═══ INPUT DATA

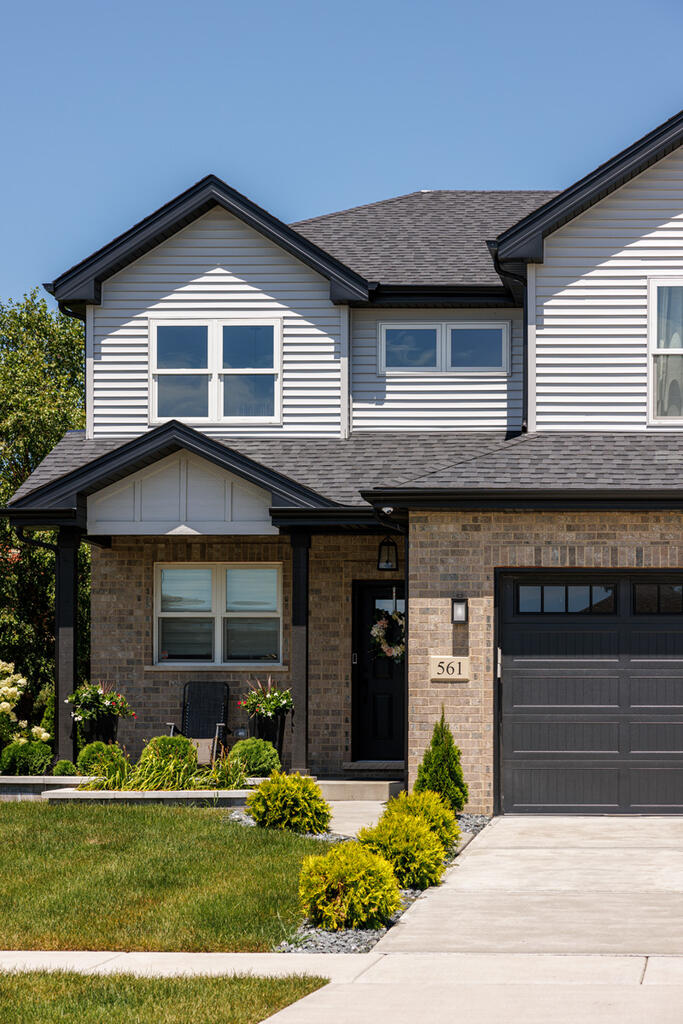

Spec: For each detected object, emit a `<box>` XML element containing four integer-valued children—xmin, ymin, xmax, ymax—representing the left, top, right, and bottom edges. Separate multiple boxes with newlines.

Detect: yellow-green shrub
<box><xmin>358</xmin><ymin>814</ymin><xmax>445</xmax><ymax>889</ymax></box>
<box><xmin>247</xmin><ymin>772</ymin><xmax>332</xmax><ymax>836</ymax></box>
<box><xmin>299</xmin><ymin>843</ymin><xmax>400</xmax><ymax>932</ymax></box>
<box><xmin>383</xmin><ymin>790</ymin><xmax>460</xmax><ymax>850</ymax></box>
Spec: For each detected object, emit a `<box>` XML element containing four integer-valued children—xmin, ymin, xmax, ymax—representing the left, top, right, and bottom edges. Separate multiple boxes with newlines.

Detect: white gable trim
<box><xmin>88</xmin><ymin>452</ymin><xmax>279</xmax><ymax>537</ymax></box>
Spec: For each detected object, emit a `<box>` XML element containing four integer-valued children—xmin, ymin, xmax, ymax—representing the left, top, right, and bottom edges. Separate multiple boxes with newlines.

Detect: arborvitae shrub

══════

▸ **WHAT YOU NEED TO DO**
Rewrite all the lines of the rows above, including the requests, with each box coordinate in the answers multiplied by 1.8 and rounded to a whole number, halves going up. Leave out the pictures.

▸ **THE SOLUTION**
Spec: For each detected object, emit a `<box>` XML element containing four integer-valued children—xmin, ymin, xmax, ymax—representing the left, top, right, and bottom edges. Separate multiple boxes with newlines.

Detect: yellow-green shrub
<box><xmin>644</xmin><ymin>1465</ymin><xmax>801</xmax><ymax>1600</ymax></box>
<box><xmin>445</xmin><ymin>1390</ymin><xmax>598</xmax><ymax>1505</ymax></box>
<box><xmin>538</xmin><ymin>1517</ymin><xmax>720</xmax><ymax>1678</ymax></box>
<box><xmin>689</xmin><ymin>1422</ymin><xmax>828</xmax><ymax>1530</ymax></box>
Spec: For each detected object, emit a `<box>` XML element containing four integer-valued children—xmin, ymin, xmax, ymax—representing the left, top, right, and bottom edges. Separate multiple boxes with newlines.

Detect: white gable trim
<box><xmin>158</xmin><ymin>814</ymin><xmax>502</xmax><ymax>967</ymax></box>
Spec: For each detected object, emit a `<box>` XML element containing four integer-valued children—xmin, ymin, xmax, ymax—representing the left, top, right, and bottom edges. Separate multiple boxes with newlines.

Detect: arborvitae shrub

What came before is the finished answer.